GIVEN REQUEST A ->
Pick out and copy every line of the records that contains the string "flying". Case counts, so only matches with identical capitalization qualify.

EXTRACT TO READ ->
--------

- Theatrical poster
- Directed by: Irving Reis Nicholas Ray (uncredited)
- Written by: John Collier
- Based on: Roseanna McCoy by Alberta Hannum
- Produced by: Samuel Goldwyn
- Starring: Farley Granger Joan Evans Charles Bickford Raymond Massey
- Cinematography: Lee Garmes
- Edited by: Daniel Mandell
- Music by: David Buttolph
- Production company: Samuel Goldwyn Productions
- Distributed by: RKO Radio Pictures
- Release dates: August 18, 1949 (Premiere-Wheeling, WV); August 20, 1949 (US);
- Running time: 100 minutes
- Country: United States
- Language: English
- Box office: $1,550,000

= Roseanna McCoy =

1949 film by Irving Reis

Roseanna McCoy is a 1949 American drama film directed by Irving Reis. The screenplay by John Collier, based on the 1947 novel of the same title by Alberta Hannum, is a romanticized and semi-fictionalized account of the Hatfield–McCoy feud. The film stars Farley Granger and Joan Evans.

==Plot==
Set in the late 19th century, the story focuses on the forbidden romance between the title character and Johnse Hatfield, whose families have been feuding for many years. The two meet when she is stung by a hornet while picking flowers for a picnic table at the local fair and he comes to her aid. When she discovers his identity, she angrily accuses his clan of having shot and injured her mother in the distant past. Johnse protests that Mounts, who was responsible for the accident, was innocent by reason of insanity, but Roseanna wants no part of him.

Later that evening, Johnse takes Roseanna aside and kisses her, unaware they are being observed by her brother Little Randall. She is enchanted by his advances and, when shopkeeper Thad Wilkins proposes marriage to her several days later, she rejects him. Johnse takes her from her home in Kentucky across the Big Sandy River to his home in West Virginia, where he introduces her to his parents, Devil Anse and Levisa, as his future bride.

--------

GIVEN REQUEST B ->
Repeat, word for word, the portion of the Roseanna McCoy article that begins at the words "Roseanna McCoy is" and stops after the words "and Joan Evans.".

--------

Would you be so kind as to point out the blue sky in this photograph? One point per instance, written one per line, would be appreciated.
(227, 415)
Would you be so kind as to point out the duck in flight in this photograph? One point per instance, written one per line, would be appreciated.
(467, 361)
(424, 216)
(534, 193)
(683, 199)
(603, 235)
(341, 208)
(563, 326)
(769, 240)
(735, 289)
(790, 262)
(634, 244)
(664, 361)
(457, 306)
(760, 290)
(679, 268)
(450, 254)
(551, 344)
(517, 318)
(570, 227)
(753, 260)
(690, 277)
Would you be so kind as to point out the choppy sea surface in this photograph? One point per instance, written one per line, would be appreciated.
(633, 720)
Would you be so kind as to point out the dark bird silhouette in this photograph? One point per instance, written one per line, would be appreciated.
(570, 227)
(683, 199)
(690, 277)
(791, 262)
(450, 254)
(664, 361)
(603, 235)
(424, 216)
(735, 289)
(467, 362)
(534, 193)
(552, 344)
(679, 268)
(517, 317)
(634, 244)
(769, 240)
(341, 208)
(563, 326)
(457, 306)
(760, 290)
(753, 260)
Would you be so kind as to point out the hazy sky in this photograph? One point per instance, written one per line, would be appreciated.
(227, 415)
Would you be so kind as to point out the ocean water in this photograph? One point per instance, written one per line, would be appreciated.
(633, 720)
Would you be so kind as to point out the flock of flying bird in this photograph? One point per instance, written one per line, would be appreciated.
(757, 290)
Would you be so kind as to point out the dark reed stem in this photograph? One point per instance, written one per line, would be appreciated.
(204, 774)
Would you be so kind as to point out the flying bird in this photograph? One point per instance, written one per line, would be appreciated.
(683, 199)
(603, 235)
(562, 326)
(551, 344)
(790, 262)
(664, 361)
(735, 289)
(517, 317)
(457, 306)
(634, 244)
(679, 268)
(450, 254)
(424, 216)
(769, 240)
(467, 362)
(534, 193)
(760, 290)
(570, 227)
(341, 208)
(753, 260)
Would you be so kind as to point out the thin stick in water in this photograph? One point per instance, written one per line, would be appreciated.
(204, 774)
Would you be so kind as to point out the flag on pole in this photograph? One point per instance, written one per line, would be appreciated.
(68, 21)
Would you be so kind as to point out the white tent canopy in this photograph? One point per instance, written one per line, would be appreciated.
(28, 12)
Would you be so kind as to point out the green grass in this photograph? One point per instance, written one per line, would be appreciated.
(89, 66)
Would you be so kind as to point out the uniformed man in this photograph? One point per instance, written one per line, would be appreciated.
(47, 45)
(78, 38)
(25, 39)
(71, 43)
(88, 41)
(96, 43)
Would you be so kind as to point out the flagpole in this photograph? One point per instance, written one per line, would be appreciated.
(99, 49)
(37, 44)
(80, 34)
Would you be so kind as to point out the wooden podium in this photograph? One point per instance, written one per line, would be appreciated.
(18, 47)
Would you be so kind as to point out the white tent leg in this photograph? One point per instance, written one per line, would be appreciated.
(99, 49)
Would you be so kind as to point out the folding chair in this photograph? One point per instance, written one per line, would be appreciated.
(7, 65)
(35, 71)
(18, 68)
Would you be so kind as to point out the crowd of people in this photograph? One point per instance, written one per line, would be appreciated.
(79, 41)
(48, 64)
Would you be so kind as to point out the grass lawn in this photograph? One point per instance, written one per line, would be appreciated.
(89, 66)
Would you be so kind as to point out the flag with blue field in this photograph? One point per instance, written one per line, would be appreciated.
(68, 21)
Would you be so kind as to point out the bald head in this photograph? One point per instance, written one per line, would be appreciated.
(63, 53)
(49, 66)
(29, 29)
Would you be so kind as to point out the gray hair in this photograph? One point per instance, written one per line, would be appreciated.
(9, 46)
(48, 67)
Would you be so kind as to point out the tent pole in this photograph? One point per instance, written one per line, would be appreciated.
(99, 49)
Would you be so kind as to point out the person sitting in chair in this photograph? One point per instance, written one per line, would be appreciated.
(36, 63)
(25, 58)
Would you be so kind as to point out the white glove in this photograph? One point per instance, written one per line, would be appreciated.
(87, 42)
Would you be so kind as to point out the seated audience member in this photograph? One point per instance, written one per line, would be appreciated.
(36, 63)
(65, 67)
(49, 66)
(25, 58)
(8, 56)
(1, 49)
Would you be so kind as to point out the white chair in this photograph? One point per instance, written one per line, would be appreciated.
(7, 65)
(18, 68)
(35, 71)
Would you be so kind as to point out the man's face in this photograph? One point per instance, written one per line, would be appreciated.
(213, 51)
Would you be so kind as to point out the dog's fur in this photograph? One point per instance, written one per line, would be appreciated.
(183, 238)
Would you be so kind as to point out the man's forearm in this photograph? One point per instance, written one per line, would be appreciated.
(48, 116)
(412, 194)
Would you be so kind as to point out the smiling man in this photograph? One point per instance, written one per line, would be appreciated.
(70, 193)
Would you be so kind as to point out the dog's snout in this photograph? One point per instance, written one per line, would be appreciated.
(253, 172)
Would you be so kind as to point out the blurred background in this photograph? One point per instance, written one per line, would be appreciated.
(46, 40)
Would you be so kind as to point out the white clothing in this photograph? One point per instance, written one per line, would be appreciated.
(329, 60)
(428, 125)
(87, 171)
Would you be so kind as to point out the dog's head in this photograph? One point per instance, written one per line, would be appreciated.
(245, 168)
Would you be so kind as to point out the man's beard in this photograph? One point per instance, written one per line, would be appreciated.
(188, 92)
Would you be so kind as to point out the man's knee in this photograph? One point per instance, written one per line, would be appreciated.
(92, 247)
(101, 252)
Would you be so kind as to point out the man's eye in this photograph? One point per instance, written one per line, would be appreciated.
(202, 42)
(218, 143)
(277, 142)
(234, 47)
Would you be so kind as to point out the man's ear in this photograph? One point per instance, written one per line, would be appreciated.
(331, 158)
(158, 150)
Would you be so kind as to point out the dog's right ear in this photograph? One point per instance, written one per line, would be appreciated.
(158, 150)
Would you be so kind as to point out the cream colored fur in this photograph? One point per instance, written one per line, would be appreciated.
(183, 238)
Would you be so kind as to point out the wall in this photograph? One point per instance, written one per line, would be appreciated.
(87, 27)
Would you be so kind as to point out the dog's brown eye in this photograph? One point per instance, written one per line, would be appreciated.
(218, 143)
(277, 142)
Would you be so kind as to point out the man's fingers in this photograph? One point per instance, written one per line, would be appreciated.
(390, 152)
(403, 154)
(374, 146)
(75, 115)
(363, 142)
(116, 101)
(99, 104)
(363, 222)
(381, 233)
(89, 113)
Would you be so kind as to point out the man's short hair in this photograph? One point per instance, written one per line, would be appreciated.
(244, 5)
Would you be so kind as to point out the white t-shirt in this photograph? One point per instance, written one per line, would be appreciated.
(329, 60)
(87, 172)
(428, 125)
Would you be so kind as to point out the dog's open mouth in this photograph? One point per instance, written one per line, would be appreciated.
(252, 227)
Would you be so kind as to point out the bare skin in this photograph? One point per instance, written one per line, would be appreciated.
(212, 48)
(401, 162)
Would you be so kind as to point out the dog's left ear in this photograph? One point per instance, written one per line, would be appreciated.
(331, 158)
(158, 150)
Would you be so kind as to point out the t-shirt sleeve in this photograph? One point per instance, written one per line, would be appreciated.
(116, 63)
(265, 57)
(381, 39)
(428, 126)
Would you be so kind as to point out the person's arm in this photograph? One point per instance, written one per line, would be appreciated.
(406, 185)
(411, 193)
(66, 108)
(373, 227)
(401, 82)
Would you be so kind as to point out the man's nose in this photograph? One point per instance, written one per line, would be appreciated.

--------

TASK RESULT A ->
Would you be so kind as to point out the flock of flying bird in this photograph? One point per instance, written one per line, would be appreciated.
Would you be so kind as to point out the flying bird in this photograph? One point per instance, written one per line, would be appreciated.

TASK RESULT B ->
Roseanna McCoy is a 1949 American drama film directed by Irving Reis. The screenplay by John Collier, based on the 1947 novel of the same title by Alberta Hannum, is a romanticized and semi-fictionalized account of the Hatfield–McCoy feud. The film stars Farley Granger and Joan Evans.